▸ WRITTEN TASK
Rewrite each of the records below, putting "with a point" wherever "with a dot" appears and leaving everything else untouched.

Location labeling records
--

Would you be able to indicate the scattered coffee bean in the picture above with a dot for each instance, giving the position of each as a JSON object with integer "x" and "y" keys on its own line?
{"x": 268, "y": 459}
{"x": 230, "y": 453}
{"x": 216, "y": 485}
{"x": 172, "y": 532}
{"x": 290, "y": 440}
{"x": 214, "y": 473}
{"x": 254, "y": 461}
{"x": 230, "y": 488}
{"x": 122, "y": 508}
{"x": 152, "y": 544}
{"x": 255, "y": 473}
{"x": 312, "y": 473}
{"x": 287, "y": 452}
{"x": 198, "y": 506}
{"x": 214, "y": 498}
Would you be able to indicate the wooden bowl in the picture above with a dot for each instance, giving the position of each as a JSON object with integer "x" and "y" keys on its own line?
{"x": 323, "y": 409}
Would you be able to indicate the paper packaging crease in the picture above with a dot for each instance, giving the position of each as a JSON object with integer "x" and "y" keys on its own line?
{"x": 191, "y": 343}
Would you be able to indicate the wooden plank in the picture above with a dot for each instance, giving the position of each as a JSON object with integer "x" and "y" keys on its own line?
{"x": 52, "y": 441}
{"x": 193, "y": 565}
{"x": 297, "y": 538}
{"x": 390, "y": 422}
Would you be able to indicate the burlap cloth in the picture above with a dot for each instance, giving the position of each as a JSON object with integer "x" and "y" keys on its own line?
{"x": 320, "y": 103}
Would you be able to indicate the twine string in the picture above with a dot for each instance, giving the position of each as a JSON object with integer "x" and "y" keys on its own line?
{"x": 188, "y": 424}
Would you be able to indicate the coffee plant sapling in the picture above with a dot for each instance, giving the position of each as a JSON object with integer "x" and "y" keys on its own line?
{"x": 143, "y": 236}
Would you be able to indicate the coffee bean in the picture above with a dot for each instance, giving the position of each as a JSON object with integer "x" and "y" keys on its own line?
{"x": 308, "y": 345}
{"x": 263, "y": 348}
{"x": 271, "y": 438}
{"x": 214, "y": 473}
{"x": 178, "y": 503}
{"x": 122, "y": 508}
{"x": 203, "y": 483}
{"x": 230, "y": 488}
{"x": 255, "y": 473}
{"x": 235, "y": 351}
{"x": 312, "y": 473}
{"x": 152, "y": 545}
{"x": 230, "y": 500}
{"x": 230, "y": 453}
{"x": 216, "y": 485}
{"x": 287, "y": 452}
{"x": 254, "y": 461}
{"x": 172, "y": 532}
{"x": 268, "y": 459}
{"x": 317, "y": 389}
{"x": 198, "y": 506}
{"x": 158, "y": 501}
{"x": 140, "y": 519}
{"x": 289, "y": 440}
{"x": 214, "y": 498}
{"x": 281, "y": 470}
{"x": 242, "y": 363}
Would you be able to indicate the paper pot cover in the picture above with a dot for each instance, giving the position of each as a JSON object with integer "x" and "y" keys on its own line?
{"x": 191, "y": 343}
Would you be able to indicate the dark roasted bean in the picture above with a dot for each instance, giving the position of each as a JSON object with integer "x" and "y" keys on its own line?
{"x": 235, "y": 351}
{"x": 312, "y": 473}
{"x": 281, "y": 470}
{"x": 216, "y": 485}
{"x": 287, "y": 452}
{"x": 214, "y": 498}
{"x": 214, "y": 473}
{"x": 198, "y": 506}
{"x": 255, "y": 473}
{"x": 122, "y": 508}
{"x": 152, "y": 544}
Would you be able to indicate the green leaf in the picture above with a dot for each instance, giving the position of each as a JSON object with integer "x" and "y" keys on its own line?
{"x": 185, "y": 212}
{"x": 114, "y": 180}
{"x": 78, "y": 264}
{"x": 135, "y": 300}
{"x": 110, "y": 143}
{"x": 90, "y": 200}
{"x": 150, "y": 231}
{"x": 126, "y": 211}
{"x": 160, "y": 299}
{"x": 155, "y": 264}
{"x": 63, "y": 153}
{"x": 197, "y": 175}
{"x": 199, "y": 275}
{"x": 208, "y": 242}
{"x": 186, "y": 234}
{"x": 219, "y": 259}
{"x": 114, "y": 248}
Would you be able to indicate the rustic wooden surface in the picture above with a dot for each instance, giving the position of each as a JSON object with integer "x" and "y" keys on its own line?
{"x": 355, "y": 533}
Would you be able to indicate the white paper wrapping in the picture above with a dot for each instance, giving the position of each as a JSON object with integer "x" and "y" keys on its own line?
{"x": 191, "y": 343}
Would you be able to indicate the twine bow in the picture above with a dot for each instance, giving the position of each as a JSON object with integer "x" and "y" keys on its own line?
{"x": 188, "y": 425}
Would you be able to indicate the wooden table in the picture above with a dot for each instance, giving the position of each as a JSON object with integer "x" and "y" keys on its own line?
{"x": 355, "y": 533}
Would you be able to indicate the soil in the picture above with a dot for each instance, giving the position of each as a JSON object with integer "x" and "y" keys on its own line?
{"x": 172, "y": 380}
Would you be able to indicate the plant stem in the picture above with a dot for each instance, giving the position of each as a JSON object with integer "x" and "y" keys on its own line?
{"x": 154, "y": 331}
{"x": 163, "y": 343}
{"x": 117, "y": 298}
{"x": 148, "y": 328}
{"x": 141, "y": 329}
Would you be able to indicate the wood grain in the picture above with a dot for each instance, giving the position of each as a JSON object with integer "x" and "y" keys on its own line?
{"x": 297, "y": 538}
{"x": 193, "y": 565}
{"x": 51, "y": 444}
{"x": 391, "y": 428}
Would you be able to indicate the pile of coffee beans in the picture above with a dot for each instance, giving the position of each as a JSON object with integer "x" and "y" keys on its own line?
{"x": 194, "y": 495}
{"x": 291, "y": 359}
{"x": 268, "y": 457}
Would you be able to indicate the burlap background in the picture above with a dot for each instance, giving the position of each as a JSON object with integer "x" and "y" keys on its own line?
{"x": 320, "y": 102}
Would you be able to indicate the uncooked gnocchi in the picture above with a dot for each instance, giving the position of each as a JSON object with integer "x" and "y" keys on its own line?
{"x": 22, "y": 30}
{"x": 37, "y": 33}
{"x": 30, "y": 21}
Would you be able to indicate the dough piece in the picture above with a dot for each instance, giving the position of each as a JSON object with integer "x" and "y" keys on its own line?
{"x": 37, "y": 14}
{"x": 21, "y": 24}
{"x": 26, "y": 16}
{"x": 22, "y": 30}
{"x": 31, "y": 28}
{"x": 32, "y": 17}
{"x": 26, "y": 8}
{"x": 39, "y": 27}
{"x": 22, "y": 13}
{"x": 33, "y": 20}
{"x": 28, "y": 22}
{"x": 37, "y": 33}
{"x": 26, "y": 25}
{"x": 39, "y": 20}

--

▸ ANSWER TO THE EXERCISE
Would you be able to indicate the scattered coffee bean in the picture above with a point for each instance, giving the position of each as a JSON object with integer "x" and "y" keys on its own line?
{"x": 268, "y": 459}
{"x": 230, "y": 453}
{"x": 216, "y": 485}
{"x": 172, "y": 532}
{"x": 290, "y": 440}
{"x": 214, "y": 473}
{"x": 254, "y": 461}
{"x": 230, "y": 488}
{"x": 122, "y": 508}
{"x": 152, "y": 544}
{"x": 255, "y": 473}
{"x": 312, "y": 473}
{"x": 287, "y": 452}
{"x": 198, "y": 506}
{"x": 214, "y": 498}
Would you be able to indicate the wooden bowl in the picture above with a point for each instance, giving the position of each as a JSON object with integer "x" and "y" keys on its own line?
{"x": 323, "y": 409}
Would you be able to indicate the paper packaging crease in the picture above with a point for each instance, giving the position of each as a JSON object with integer "x" and "y" keys on its own line?
{"x": 191, "y": 343}
Would you be able to indicate the wooden plank in the picture above with a point for each instance, giving the position of each as a JSON object with integer "x" and "y" keys on its own line?
{"x": 52, "y": 441}
{"x": 193, "y": 565}
{"x": 297, "y": 538}
{"x": 390, "y": 422}
Would you be able to indicate the burlap cloth in the picture above with a point for each instance, giving the position of each as a JSON object with integer "x" and "y" keys on its own line?
{"x": 320, "y": 103}
Would you be able to indicate the twine string in the picture above with a point for each instance, giving the position of each as a JSON object with integer "x" and "y" keys on its own line?
{"x": 188, "y": 424}
Would you be able to indicate the coffee plant sapling in the picture above with a point for each instance, giving the position of each as a JSON object with integer "x" and "y" keys on its own line?
{"x": 143, "y": 236}
Would you be able to indicate the coffee bean in the picture above with a point for each instance, giving the position of each as a JSON object with integer "x" and "y" keys on its own line?
{"x": 308, "y": 345}
{"x": 263, "y": 348}
{"x": 271, "y": 438}
{"x": 214, "y": 473}
{"x": 178, "y": 503}
{"x": 122, "y": 508}
{"x": 203, "y": 483}
{"x": 230, "y": 488}
{"x": 255, "y": 473}
{"x": 235, "y": 351}
{"x": 312, "y": 473}
{"x": 152, "y": 545}
{"x": 230, "y": 500}
{"x": 230, "y": 453}
{"x": 216, "y": 485}
{"x": 287, "y": 452}
{"x": 254, "y": 461}
{"x": 172, "y": 532}
{"x": 268, "y": 459}
{"x": 317, "y": 389}
{"x": 198, "y": 506}
{"x": 158, "y": 501}
{"x": 140, "y": 519}
{"x": 289, "y": 440}
{"x": 214, "y": 498}
{"x": 281, "y": 470}
{"x": 242, "y": 363}
Would you be able to indicate the paper pot cover in the picture above with a point for each instance, giving the position of each as a JSON object with integer "x" and "y" keys on its own line?
{"x": 191, "y": 343}
Would you be able to indicate the dark roasted bean in the picture above with a point for each instance, giving the position of each as a JSON object with integer "x" and "y" keys on its own line?
{"x": 235, "y": 351}
{"x": 312, "y": 473}
{"x": 281, "y": 470}
{"x": 216, "y": 485}
{"x": 287, "y": 452}
{"x": 214, "y": 498}
{"x": 214, "y": 473}
{"x": 198, "y": 506}
{"x": 255, "y": 473}
{"x": 122, "y": 508}
{"x": 152, "y": 544}
Would you be able to indicate the green leaf in the picture above with a point for each instance, giving the position of each as a JSON object with integer "x" and "y" keys on its own line?
{"x": 185, "y": 212}
{"x": 114, "y": 180}
{"x": 78, "y": 264}
{"x": 135, "y": 300}
{"x": 110, "y": 143}
{"x": 90, "y": 200}
{"x": 150, "y": 231}
{"x": 126, "y": 211}
{"x": 160, "y": 299}
{"x": 155, "y": 264}
{"x": 63, "y": 153}
{"x": 197, "y": 175}
{"x": 199, "y": 275}
{"x": 208, "y": 242}
{"x": 186, "y": 234}
{"x": 219, "y": 259}
{"x": 114, "y": 248}
Would you be able to indicate the rustic wooden surface in the picture above with a point for each instance, giving the position of each as a JSON object with integer "x" and "y" keys on its own line?
{"x": 355, "y": 533}
Would you be able to indicate the white paper wrapping in the picture above with a point for each instance, giving the position of each as a JSON object with integer "x" and "y" keys on its own line?
{"x": 191, "y": 343}
Would you be able to indicate the twine bow in the picture above with a point for each instance, giving the position of each as a JSON object with integer "x" and "y" keys on its own line?
{"x": 188, "y": 425}
Would you be able to indicate the wooden table in the picture above with a point for each instance, giving the position of each as a JSON object with integer "x" and "y" keys on its own line?
{"x": 355, "y": 533}
Would you be able to indicate the soil in the picture above with a point for each instance, giving the position of each as a JSON object with integer "x" and "y" keys on its own line?
{"x": 172, "y": 380}
Would you be able to indicate the plant stem in the picture above with a point for each instance, giving the position of each as a JSON object with integer "x" and "y" keys on its own line?
{"x": 154, "y": 331}
{"x": 163, "y": 343}
{"x": 117, "y": 298}
{"x": 148, "y": 328}
{"x": 141, "y": 329}
Would you be able to indicate the wood grain in the picture above with a point for each instance, giving the position of each as a JSON object with integer "x" and "y" keys on its own line?
{"x": 297, "y": 538}
{"x": 193, "y": 565}
{"x": 51, "y": 444}
{"x": 391, "y": 428}
Would you be able to indicate the pile of coffee beans in the picture above with a point for each instance, giving the position of each as a JSON object with integer "x" and "y" keys on its own line?
{"x": 194, "y": 495}
{"x": 291, "y": 359}
{"x": 268, "y": 457}
Would you be able to indicate the burlap background in the picture above with a point for each instance, giving the position of each as a JSON object with integer "x" and "y" keys on its own line?
{"x": 320, "y": 102}
Would you be able to indicate the uncooked gnocchi in the picture above with a point for each instance, giving the position of each as a JSON object with integer "x" and "y" keys on its own line?
{"x": 22, "y": 30}
{"x": 37, "y": 33}
{"x": 30, "y": 21}
Would you be able to indicate the dough piece in the picture above with a point for each instance, giving the position of each as a JSON object with integer "x" and "y" keys on its own line?
{"x": 37, "y": 14}
{"x": 21, "y": 24}
{"x": 26, "y": 16}
{"x": 22, "y": 30}
{"x": 31, "y": 28}
{"x": 32, "y": 17}
{"x": 26, "y": 8}
{"x": 39, "y": 27}
{"x": 22, "y": 13}
{"x": 33, "y": 20}
{"x": 28, "y": 22}
{"x": 37, "y": 33}
{"x": 26, "y": 25}
{"x": 39, "y": 20}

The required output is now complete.